- **Extrait fourni**
------------------------------------------------

Le canton de Vaud va enfin disposer d’une loi contre les publicités sexistes. Le Conseil d’Etat vaudois a présenté son projet en mai 2018, six ans après le dépôt en 2011 de la motion Bavaud (Verts), qui demandait l’interdiction explicite des affiches dégradantes pour la femme sur le domaine public. Pour mettre cela en acte, le gouvernement a proposé une modification de la loi sur les procédés de réclame (LPR). Il reviendra à un Comité d’experts de juger les affiches.

La proposition, qui répond à la fois aux attentes de la société civile et aux obligations internationales de la Suisse, n'a soulevé aucun débat contradictoire et a été acceptée le 18 juin 2019 par le Grand Conseil à l’unanimité, moins une abstention.

Projet de loi

Le projet de loi du Conseil d’Etat vise la publicité par affichage public et modifie la loi sur les procédés de réclame (LPR) en vue d’empêcher toute publicité à caractère sexiste.

Elle reprend ainsi dans son nouvel article 5b, la règle 3.11 de la Commission suisse pour la loyauté selon laquelle «une publicité qui discrimine l’un des sexes, en attentant à la dignité de la femme ou de l’homme, n’est pas admissible.» Parallèlement, elle répète aussi la définition en six critères de la règle 3.11 de ce qu'est une publicité sexiste. Parmi eux se trouve notamment le fait que des hommes ou des femmes y sont affublés de stéréotypes sexuels mettant en cause l'égalité entre les sexes, ou si une forme de soumission ou d’asservissement est suggérée ou encore si les enfants ou les adolescent-e-s n’y sont pas respectés. Le projet de loi englobe donc clairement les femmes et les hommes, ainsi que les adolescent-e-s et les enfants.

------------------------------------------------

- **Informations fournies**

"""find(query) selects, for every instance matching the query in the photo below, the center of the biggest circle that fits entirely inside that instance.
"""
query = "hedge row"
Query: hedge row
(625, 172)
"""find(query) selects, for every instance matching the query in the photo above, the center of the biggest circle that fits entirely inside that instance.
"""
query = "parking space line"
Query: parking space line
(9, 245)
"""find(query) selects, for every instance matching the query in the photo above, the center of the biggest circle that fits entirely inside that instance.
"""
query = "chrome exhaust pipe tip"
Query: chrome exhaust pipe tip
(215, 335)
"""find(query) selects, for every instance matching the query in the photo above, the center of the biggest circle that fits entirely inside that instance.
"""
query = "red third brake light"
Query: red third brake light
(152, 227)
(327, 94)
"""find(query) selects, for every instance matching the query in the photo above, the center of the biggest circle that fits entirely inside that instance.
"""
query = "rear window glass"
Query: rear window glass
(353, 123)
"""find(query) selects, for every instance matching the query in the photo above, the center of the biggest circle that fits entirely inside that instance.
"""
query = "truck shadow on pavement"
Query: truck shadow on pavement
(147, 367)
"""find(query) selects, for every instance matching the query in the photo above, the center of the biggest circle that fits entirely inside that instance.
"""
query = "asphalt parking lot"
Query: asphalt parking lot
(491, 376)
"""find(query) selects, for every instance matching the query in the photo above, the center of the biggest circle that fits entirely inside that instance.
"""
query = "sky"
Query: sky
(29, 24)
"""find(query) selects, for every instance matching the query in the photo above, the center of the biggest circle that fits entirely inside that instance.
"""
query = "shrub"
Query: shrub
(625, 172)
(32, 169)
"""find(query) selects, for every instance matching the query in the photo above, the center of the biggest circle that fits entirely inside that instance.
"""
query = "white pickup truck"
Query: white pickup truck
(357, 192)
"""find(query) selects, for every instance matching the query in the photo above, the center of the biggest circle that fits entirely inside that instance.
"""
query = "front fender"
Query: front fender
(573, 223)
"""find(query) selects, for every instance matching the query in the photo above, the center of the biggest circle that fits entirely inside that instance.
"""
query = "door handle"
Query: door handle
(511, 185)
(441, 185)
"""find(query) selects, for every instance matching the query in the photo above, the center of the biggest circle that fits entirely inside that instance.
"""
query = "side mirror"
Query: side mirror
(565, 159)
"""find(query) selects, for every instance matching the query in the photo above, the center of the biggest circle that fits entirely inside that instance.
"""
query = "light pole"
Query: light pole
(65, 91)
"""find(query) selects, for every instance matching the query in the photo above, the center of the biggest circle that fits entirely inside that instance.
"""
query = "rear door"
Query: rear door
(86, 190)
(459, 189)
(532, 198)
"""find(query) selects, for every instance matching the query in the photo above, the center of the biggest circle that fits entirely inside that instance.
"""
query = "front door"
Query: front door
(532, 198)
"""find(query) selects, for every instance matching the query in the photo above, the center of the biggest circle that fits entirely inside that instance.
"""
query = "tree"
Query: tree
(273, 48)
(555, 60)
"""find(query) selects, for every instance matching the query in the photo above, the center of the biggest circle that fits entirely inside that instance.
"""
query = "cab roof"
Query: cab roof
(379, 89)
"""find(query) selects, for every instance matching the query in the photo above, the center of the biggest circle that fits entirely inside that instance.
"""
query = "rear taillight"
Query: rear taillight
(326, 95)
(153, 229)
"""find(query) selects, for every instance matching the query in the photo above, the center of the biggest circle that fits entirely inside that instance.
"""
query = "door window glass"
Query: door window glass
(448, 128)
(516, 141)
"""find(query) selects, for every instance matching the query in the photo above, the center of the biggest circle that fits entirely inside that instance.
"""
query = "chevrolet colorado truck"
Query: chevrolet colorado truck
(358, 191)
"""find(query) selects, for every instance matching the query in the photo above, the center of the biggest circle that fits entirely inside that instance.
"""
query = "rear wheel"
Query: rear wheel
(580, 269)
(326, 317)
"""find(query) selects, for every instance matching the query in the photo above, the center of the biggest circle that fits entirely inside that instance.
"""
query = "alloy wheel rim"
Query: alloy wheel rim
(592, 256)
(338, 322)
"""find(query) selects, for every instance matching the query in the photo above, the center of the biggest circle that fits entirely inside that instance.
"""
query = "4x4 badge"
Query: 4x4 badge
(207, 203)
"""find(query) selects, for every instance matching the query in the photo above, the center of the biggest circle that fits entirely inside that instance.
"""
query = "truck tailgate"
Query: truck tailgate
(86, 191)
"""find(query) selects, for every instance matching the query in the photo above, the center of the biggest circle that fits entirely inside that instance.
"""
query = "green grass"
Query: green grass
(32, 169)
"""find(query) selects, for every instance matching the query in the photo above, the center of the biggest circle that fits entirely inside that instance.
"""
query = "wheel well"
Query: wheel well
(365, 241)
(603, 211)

------------------------------------------------

- **Consigne 1**
D'après l'extrait sur la loi vaudoise contre les publicités sexistes, à qui reviendra-t-il de juger les affiches ?
- **Consigne 2**
Recopiez le passage de l'extrait sur la loi vaudoise contre les publicités sexistes, de « Elle reprend ainsi » à « et les enfants. ».
- **Consigne 3**
Poursuivez l'extrait sur la loi vaudoise contre les publicités sexistes à partir de sa dernière phrase.
Les informations fournies viennent d'une autre source que l'extrait.

- **Réponse écrite 1**
À un Comité d'experts.

- **Réponse écrite 2**
Elle reprend ainsi dans son nouvel article 5b, la règle 3.11 de la Commission suisse pour la loyauté selon laquelle «une publicité qui discrimine l’un des sexes, en attentant à la dignité de la femme ou de l’homme, n’est pas admissible.» Parallèlement, elle répète aussi la définition en six critères de la règle 3.11 de ce qu'est une publicité sexiste. Parmi eux se trouve notamment le fait que des hommes ou des femmes y sont affublés de stéréotypes sexuels mettant en cause l'égalité entre les sexes, ou si une forme de soumission ou d’asservissement est suggérée ou encore si les enfants ou les adolescent-e-s n’y sont pas respectés. Le projet de loi englobe donc clairement les femmes et les hommes, ainsi que les adolescent-e-s et les enfants.

- **Réponse écrite 3**
Mais pourquoi a-t-il fallu 6 ans au Conseil d’Etat? Pour négocier avec les communes si l’on en croit l’explication donnée par la Conseillère d’Etat Jacqueline De Quattro à la RTS.  En outre, ce projet de loi s’inscrit dans un cadre plus large, puisque la lutte contre l’inégalité est à l’œuvre dans plusieurs volets politiques. En 2017, le gouvernement vaudois a présenté sa loi d’organisation de la prévention et de la lutte contre la violence domestique (LOVD) et les modifications légales de la loi sur l’égalité salariale visant à instaurer la possibilité pour l’Etat d’effectuer un contrôle dans les entreprises au bénéfice d’un marché public et sur les entités subventionnées. Avec l’interdiction des publicités dégradantes ou humiliantes, le Conseil d’Etat ajoute une nouvelle pierre à l’édifice pour le respect des femmes et des hommes dans le canton de Vaud.

Le dernier mot aux communes

Le gouvernement vaudois mise sur le nouveau cadre légal de la LCR pour donner un message et des lignes directrices claires aux sociétés d’affichage. Néanmoins, en cas de doute sur la nature d'une publicité, il est possible pour les communes, particuliers ou sociétés d’affichage, de saisir la commission consultative sur les procédés de réclame. Celle-ci remplit déjà cet office concernant le tabac et d’alcool (art. 24 LPR). Pour les discussions autour des affiches sexistes, la commission se verra enrichie d’un-e représentant-e du bureau de l’égalité et d’un-e spécialiste en sociologie des médias ou en éthique. Le Conseil d’Etat vaudois précise enfin que les avis rendus n’auront pas de force contraignante. Il reviendra aux communes de trancher en décidant, par exemple, de refuser ou de retirer une campagne prévue ou déjà présente sur son territoire.

Nombre croissant de plaintes

Le projet de loi, présenté par le Conseil d’Etat en mai 2018, s’inscrit dans un contexte de prise de conscience collective. En effet, depuis la motion déposée en 2011, l’actualité n’a cessé de montrer de manière flagrante le ras-le-bol croissant de la société face à l’instrumentalisation de la femme dans l’espace public. De nombreuses campagnes de sensibilisation ont vu le jour avec notamment #WomenNotObjects aux Etats-Unis et «Sexistische Werbung schadet» de Terre de femmes en Suisse en 2015. Cette libéralisation de la parole a également eu des répercussions sur le nombre de plaintes pour publicités sexistes déposées auprès de la Commission suisse pour la loyauté. Si elles n’étaient que de 3.1% en 2011, elles représentaient en 2017 18.2% des faits examinés par la Commission.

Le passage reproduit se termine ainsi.